Location identification items
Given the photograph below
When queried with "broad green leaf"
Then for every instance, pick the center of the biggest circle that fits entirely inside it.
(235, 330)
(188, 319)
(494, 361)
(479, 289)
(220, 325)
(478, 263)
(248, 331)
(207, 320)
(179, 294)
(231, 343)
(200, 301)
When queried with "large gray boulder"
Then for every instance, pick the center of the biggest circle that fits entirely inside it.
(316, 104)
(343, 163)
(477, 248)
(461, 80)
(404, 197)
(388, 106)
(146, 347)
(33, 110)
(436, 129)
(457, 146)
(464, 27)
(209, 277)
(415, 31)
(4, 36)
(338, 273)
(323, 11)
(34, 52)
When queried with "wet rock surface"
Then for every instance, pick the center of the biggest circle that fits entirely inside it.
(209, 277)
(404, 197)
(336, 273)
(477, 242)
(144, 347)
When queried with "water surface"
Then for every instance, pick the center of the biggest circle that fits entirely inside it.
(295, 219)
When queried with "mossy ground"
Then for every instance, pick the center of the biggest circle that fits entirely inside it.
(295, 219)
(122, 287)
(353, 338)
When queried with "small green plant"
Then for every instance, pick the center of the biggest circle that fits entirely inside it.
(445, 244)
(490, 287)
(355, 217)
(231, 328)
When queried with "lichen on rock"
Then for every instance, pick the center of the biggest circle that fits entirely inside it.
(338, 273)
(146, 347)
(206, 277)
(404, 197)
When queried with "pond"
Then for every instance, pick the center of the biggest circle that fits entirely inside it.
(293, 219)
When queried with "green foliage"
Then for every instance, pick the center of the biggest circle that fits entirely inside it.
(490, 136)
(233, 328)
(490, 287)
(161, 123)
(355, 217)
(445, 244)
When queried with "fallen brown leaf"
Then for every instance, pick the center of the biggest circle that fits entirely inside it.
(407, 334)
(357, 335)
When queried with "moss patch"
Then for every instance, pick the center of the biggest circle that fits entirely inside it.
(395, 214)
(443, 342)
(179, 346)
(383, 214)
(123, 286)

▶ _What is needed_
Copy each line of the data exactly, leaving nothing out.

▶ _Reply to the exercise_
Given the photograph below
When queried with "broad green leaf"
Then for every instance, pick the center of the biggest circle that fits entirely inside it.
(235, 330)
(188, 319)
(494, 361)
(479, 289)
(220, 325)
(478, 263)
(248, 331)
(207, 320)
(179, 294)
(231, 343)
(200, 301)
When queried with "large gray boulder"
Then for every instance, pick the center of the biggest circle that fits entirely inside it.
(316, 104)
(343, 163)
(477, 248)
(461, 80)
(404, 197)
(388, 106)
(146, 347)
(33, 110)
(436, 129)
(457, 146)
(464, 27)
(209, 277)
(415, 31)
(4, 36)
(338, 273)
(323, 11)
(34, 52)
When queried with "wet rock surface"
Then for every instance, pick the center of the biggest circle that fits entirely inside it.
(209, 277)
(404, 197)
(336, 273)
(477, 242)
(144, 347)
When queried with "water surface"
Then for every instance, pick the center of the biggest circle that fits entirely inside it.
(295, 219)
When queried with "mossy ground"
Then for every instance, pick the center of the biggest circle that fits entirely inside it.
(295, 219)
(122, 287)
(353, 338)
When queried with "small green plant"
Then for every instance, pick the center of the biggest circle that fits entirely inside it.
(445, 244)
(490, 287)
(355, 217)
(231, 328)
When queried with "lichen on rock"
Then for every instance, pick the center of the biggest circle that fits entirely inside it.
(338, 273)
(146, 347)
(206, 277)
(404, 197)
When queried with "pond"
Then for every instance, pick the center of the biggest circle that fits entirely inside it.
(293, 219)
When queried with "green foliage"
Then for every instance, pick the center of the biggest circle that fits entirely inside it.
(490, 136)
(233, 328)
(490, 287)
(161, 123)
(355, 217)
(445, 244)
When queried with "fallen brown leaf"
Then for every instance, pick the center of the biggest circle that fits entirely inside it.
(407, 334)
(357, 335)
When queried with "moss patch"
Then for every instance, pick the center of the biggest circle that fits entirely inside it.
(395, 214)
(443, 342)
(179, 346)
(383, 214)
(123, 286)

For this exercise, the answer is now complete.